假设有一个包含45个程序错误(bug)和一个由七个开发人员组成的程序。将在开发人员之间平均分配错误，并确定每个开发人员的数量。

想要弄清楚剩下多少程序错误(bug)。

参考以下代码

#include <stdio.h>

int main(void)
{
  int bugs = 45;                   // Number of bugs in the code
  int developers = 7;              // Number of developers
  int bugs_per_developer = 0;      // Number of bugs per developer
  int bugs_left_over = 0;          // Number of bugs left over

  // Calculate how many bugs each developer gets when they are divided up
  bugs_per_developer = bugs/developers;     // Number of bugs per developer
  printf("You have %d developers and %d bugs\n", developers, bugs);
  printf("Give each developer %d bugs.\n", bugs_per_developer);

  // Calculate how many bugs are left over
  bugs_left_over = bugs%developers;//
  printf("There are %d bugs left over.\n", bugs_left_over);
  return 0;
}

执行上面示例代码，得到以下结果:

hema@ubuntu:~/book$ gcc -o main main.c
hema@ubuntu:~/book$ ./main
You have 7 developers and 45 bugs
Give each developer 6 bugs.
There are 3 bugs left over.

--

» **任务目标**:
[1] 在分配程序错误的示例中，程序运行后每个开发人员分到几个程序错误？
[2] 请从分配程序错误的示例结束之处接着往下写。

--

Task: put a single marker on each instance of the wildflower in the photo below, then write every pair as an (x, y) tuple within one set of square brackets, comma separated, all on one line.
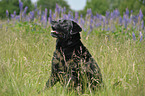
[(142, 24), (7, 13), (141, 36), (133, 35), (25, 10), (50, 15), (20, 5), (45, 14), (140, 15), (32, 15)]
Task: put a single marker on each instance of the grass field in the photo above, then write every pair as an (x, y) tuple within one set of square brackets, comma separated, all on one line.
[(25, 62)]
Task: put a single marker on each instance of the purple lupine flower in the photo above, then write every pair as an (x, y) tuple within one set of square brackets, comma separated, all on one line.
[(76, 16), (125, 21), (69, 15), (120, 20), (45, 14), (32, 15), (24, 13), (141, 36), (14, 13), (64, 9), (64, 16), (131, 11), (38, 13), (97, 15), (89, 11), (50, 15), (127, 12), (35, 7), (20, 5), (107, 14), (117, 13), (91, 26), (7, 13), (17, 18), (142, 24), (57, 10), (140, 15), (112, 15), (12, 16), (133, 35), (104, 19)]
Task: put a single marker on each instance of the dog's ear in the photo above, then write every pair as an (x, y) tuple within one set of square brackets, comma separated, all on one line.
[(76, 28)]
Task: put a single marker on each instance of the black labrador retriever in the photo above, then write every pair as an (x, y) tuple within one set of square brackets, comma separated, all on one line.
[(72, 64)]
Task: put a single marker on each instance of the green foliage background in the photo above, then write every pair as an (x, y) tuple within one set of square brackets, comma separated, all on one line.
[(26, 50)]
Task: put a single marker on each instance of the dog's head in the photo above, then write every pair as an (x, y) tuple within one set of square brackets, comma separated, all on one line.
[(63, 29)]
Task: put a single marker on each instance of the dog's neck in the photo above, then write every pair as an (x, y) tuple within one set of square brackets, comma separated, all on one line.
[(67, 43)]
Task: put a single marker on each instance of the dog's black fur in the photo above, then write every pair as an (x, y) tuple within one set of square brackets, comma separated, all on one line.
[(72, 64)]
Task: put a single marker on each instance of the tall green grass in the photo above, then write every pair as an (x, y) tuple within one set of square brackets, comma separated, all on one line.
[(25, 62)]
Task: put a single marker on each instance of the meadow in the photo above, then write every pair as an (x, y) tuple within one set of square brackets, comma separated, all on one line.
[(26, 49)]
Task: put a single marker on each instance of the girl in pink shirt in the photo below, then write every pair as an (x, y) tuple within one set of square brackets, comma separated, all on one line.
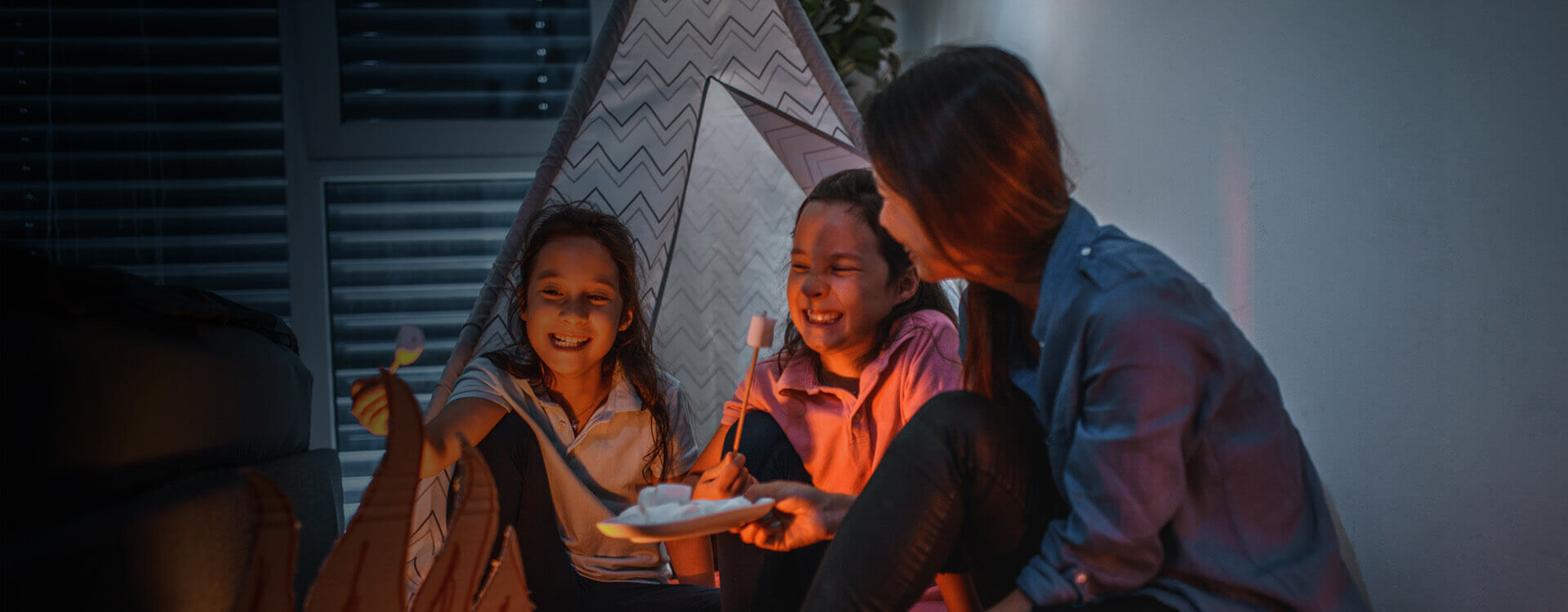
[(866, 344)]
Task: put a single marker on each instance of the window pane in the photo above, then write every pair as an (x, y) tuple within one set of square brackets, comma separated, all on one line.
[(154, 148), (421, 60)]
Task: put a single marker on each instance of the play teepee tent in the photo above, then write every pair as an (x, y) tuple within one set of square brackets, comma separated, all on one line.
[(702, 124)]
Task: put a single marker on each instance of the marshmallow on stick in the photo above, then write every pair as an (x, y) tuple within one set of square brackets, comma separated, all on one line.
[(760, 337)]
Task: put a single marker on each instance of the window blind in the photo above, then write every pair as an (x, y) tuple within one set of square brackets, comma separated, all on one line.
[(149, 138), (419, 60), (405, 254)]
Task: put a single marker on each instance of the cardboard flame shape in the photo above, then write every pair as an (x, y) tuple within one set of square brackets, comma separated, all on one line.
[(366, 569)]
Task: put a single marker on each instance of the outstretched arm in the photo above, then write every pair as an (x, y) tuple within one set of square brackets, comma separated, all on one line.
[(470, 417)]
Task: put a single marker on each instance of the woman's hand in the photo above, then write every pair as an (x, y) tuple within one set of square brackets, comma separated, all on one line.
[(802, 516), (724, 481), (371, 404)]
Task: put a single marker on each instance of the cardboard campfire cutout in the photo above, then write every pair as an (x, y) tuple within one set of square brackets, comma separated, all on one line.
[(700, 124), (364, 572)]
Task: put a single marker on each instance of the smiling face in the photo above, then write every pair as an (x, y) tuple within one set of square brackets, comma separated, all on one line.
[(572, 306), (838, 286), (899, 220)]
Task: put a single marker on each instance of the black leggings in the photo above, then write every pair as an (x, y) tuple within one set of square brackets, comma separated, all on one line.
[(966, 482), (751, 578), (524, 492)]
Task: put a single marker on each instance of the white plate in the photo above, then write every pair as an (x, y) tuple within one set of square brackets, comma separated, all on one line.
[(712, 523)]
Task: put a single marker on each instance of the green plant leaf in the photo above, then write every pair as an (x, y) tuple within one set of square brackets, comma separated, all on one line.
[(866, 47), (886, 37)]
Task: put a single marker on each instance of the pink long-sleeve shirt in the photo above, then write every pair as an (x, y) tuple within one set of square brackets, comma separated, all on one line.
[(843, 434)]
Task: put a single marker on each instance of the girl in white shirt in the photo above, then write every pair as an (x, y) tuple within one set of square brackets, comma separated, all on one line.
[(572, 421)]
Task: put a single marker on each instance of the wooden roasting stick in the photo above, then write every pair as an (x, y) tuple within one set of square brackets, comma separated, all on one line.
[(760, 337)]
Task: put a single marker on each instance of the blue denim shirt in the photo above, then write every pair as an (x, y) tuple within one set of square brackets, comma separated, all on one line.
[(1169, 440)]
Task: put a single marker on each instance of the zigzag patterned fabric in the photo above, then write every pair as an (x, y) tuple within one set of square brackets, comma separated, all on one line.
[(700, 124)]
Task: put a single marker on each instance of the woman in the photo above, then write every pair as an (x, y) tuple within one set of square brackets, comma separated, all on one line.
[(1120, 443)]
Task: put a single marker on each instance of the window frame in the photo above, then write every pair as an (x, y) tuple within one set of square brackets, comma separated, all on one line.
[(320, 149)]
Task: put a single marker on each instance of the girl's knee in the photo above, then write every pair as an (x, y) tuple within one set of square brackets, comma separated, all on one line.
[(963, 414)]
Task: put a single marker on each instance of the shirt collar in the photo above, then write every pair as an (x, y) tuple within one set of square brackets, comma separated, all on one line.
[(623, 397), (1078, 230)]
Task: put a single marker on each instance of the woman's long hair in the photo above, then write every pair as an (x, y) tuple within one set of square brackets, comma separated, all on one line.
[(858, 190), (968, 140), (634, 348)]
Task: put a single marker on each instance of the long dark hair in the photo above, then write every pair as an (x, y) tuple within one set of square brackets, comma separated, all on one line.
[(634, 346), (968, 140), (858, 190)]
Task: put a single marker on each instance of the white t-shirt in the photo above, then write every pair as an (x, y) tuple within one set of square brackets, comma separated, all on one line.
[(598, 472)]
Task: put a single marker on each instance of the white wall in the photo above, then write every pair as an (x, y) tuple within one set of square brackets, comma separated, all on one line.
[(1377, 191)]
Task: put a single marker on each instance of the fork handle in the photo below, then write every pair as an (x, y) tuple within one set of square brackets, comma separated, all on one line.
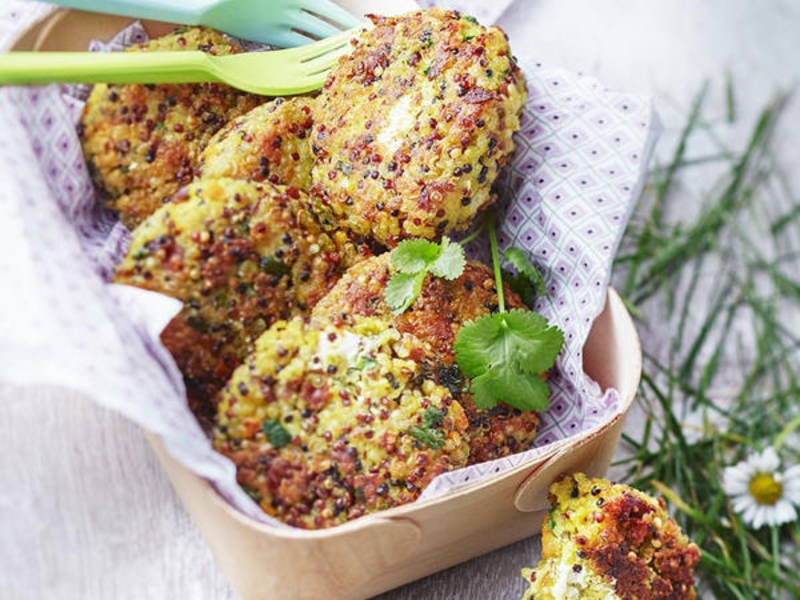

--

» **练习答案**:
[1] 每个开发人员分到6个程序错误。

[2]
程序步骤

使用以下语句声明和初始化四个整数变量：bugs, developers, bugs_per_developer和bugs_left_over：

int bugs = 45;               // Number of bugs in the jar
int developers = 7;          // Number of developers
int bugs_per_developer = 0;  // Number of bugs per developer
int bugs_left_over = 0;      // Number of bugs left over

通过使用除法运算符/将错误数量(bugs)除以开发人员数量(developers)得到每个开发人员的错误数量：

bugs_per_developer = bugs/developers;     // Number of bugs per developer

接下来的两个语句输出结果值，包括存储在bugs_per_developer中的值：

printf("You have %d developers and %d bugs\n", developers, bugs);
printf("Give each developer %d bugs.\n", bugs_per_developer);

当操作数是整数时，除法运算符总是产生整数结果。将45除以7的结果是6，余数为3。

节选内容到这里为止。